2.1.2 Data-driven fitting calculation of fluid parameters in fractures

The purpose of this section is to calculate the appropriate fracture morphology according to the determined construction displacement data at a certain time step and to calculate the flow pressure in the fracture, so as to fit the actual construction pump pressure. The model mainly includes two operation processes. The positive calculation process considers the actual construction pressure, fracturing fluid viscosity, and related friction factors to calculate the bottom-hole flow pressure. The reverse calculation process is the fitting stage. Considering the fracture morphology, construction displacement, fracturing fluid filtration, and friction effect, the bottom-hole flow pressure is fitted by an iterative calculation of the fracture control range.

(a) Bottom-hole flow pressure calculation based on pump pressure

According to the principle of force balance, when the pump pressure is known, combined with the net liquid column pressure and tubing friction, the bottom-hole flow pressure can be obtained, which is expressed as

p_{w p} = p_{s} + p_{H} - p_{p f}, (6)

where p_wp represents the bottom-hole flow pressure calculated based on pump pressure, MPa; p_s represents the pump pressure of fracturing construction, MPa; p_H represents the net liquid column pressure, MPa; and p_pf represents the tubing friction, MPa.

WHAT YOU WILL DO -
Can you retype everything in the section on fitting fracture fluid parameters, from "(a) Bottom-hole flow" down to "tubing friction, MPa."?

GIVEN ENTRIES -

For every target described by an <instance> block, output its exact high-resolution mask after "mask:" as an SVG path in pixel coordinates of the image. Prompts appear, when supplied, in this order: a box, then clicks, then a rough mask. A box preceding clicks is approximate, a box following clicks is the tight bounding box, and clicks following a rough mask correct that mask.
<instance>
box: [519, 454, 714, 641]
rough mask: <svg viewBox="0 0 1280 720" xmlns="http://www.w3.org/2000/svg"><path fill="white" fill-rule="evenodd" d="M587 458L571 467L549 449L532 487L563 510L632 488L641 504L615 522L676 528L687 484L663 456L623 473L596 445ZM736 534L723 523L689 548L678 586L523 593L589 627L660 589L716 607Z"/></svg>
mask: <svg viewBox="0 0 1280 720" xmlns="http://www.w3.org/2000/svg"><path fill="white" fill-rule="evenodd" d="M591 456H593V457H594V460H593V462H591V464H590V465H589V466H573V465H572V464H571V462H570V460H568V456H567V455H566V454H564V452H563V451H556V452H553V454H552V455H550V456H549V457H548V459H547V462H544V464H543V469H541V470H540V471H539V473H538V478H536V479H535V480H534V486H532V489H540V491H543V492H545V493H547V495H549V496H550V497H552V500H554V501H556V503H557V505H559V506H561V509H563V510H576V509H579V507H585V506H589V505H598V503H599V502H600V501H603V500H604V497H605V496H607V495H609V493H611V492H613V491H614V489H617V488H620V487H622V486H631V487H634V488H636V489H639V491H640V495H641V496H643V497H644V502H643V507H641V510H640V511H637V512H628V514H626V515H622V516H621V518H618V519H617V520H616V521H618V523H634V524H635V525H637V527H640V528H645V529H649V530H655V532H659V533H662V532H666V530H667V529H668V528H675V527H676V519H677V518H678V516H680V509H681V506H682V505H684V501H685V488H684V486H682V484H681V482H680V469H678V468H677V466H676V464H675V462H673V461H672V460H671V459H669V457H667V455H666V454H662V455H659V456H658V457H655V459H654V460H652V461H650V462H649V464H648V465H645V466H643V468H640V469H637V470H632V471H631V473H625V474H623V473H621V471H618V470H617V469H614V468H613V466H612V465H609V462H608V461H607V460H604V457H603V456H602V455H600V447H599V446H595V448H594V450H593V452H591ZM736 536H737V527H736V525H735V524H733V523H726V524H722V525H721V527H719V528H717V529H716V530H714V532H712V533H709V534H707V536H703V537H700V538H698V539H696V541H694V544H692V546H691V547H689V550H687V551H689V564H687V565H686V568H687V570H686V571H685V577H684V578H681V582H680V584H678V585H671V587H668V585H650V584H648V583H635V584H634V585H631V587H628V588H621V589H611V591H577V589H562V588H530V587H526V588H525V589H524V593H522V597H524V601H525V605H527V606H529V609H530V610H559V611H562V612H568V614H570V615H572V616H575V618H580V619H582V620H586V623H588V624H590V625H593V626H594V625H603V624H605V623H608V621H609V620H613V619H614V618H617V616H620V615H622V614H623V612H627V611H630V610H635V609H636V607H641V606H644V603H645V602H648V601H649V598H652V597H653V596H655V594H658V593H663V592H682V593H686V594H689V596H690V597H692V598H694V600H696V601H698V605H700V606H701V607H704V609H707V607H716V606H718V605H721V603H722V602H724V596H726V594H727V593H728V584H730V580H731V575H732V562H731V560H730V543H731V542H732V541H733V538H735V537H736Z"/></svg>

EXPECTED ANSWER -
(a) Bottom-hole flow pressure calculation based on pump pressure

According to the principle of force balance, when the pump pressure is known, combined with the net liquid column pressure and tubing friction, the bottom-hole flow pressure can be obtained, which is expressed as

p_{w p} = p_{s} + p_{H} - p_{p f}, (6)

where p_wp represents the bottom-hole flow pressure calculated based on pump pressure, MPa; p_s represents the pump pressure of fracturing construction, MPa; p_H represents the net liquid column pressure, MPa; and p_pf represents the tubing friction, MPa.